Swap "scattered litter" for "loose debris" in the lines below and write them out again with nothing else changed. Leave the pictures out.

Working data
***

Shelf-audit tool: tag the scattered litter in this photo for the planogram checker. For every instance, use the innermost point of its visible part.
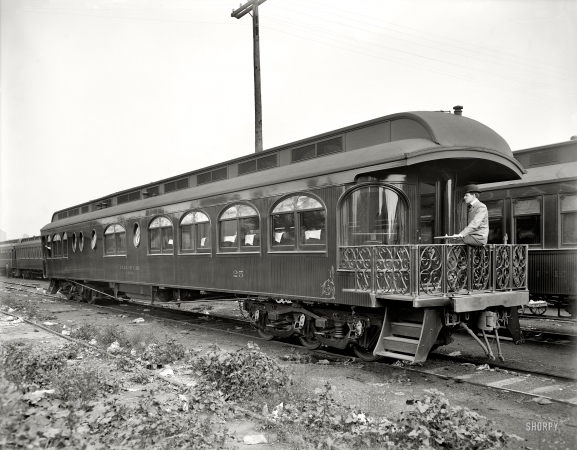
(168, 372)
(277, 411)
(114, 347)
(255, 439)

***

Solution
Shelf-audit tool: tag the loose debris in this photo for the planogram checker. For every instance, use the innermost point of its visible part.
(168, 372)
(277, 411)
(114, 347)
(255, 439)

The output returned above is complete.